What is needed:
Below are some entries; write out each one of them exactly.

Material for this exercise:

========

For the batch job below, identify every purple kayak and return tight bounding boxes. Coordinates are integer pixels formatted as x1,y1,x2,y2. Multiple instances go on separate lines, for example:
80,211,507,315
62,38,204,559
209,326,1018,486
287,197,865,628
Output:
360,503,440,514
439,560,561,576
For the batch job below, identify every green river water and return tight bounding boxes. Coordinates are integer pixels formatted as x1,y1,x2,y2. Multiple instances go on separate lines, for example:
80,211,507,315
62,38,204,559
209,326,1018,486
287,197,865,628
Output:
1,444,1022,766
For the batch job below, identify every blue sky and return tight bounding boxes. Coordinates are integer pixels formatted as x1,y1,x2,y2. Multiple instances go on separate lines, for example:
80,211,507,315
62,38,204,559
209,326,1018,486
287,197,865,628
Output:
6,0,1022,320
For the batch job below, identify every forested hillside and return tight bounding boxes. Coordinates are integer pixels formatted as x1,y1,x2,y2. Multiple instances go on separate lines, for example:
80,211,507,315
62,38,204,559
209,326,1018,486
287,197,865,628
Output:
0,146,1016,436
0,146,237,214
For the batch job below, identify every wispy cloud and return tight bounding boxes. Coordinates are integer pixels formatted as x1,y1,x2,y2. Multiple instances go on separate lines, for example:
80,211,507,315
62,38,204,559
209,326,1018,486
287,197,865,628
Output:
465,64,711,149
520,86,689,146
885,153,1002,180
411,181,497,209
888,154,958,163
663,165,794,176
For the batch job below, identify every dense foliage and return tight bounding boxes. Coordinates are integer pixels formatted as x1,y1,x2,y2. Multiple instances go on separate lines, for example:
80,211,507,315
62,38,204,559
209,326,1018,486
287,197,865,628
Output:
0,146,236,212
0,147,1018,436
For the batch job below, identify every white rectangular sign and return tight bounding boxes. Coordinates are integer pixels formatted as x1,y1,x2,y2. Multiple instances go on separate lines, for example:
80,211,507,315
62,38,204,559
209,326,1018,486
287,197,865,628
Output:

========

Reply to the exercise:
For the batch job below, identify every purple kayak and return tight bounding boxes. Coordinates are integer pixels formatted as x1,y1,x2,y2. Multiple instances go on separate lines, for example:
80,211,507,315
62,38,204,559
209,326,1018,486
287,197,865,628
Output:
360,503,440,514
439,560,561,576
For the batch job below, identify every green river water and return tight bounding boxes. Coordinates are integer pixels formatted as x1,y1,x2,y2. Multiple instances go on separate lines, for example:
80,211,507,315
62,38,204,559
209,326,1018,486
287,197,865,628
Output:
1,444,1022,766
For the batch job below, identify every blue sky and return tight bounding boxes. Coordinates are integer pixels formatted as x1,y1,x2,y2. Multiple instances go on separate lines, for example:
80,211,507,315
62,38,204,559
209,326,1018,486
287,197,865,628
Output:
6,0,1022,320
For the batch job below, identify every forested hillside and return tight bounding boxes. Coordinates are integer pixels formatted as x1,y1,x2,y2. Multiple instances go on separate lines, for example:
80,211,507,315
62,38,204,559
209,326,1018,486
287,197,865,628
Output:
0,146,1016,436
0,146,237,214
For the batch job below, identify every wispy cloud and return tight bounding boxes. Coordinates are integer pixels formatted as x1,y1,x2,y2. Multiple instances go on separate lines, for example:
80,211,507,315
62,38,204,559
209,326,1018,486
287,197,865,628
Output:
465,64,711,149
520,86,689,146
885,153,1002,180
411,181,497,209
888,154,958,163
663,165,794,176
For the batch job below, identify every dense foliage and return tight bounding boxes. Coordinates are integer pixels formatted as x1,y1,x2,y2. Multiple instances go on separate lines, for example:
80,211,507,315
62,38,204,559
209,326,1018,486
287,197,865,628
Output:
0,146,236,212
0,147,1018,436
For the batch job below, identify every white rectangular sign and return tight bounding boxes. Coordinates are integer pixels formatted as x1,y1,x2,y2. Multiple instances go on separate lines, for example:
80,211,507,315
62,38,204,559
209,326,1018,486
287,197,865,628
Output:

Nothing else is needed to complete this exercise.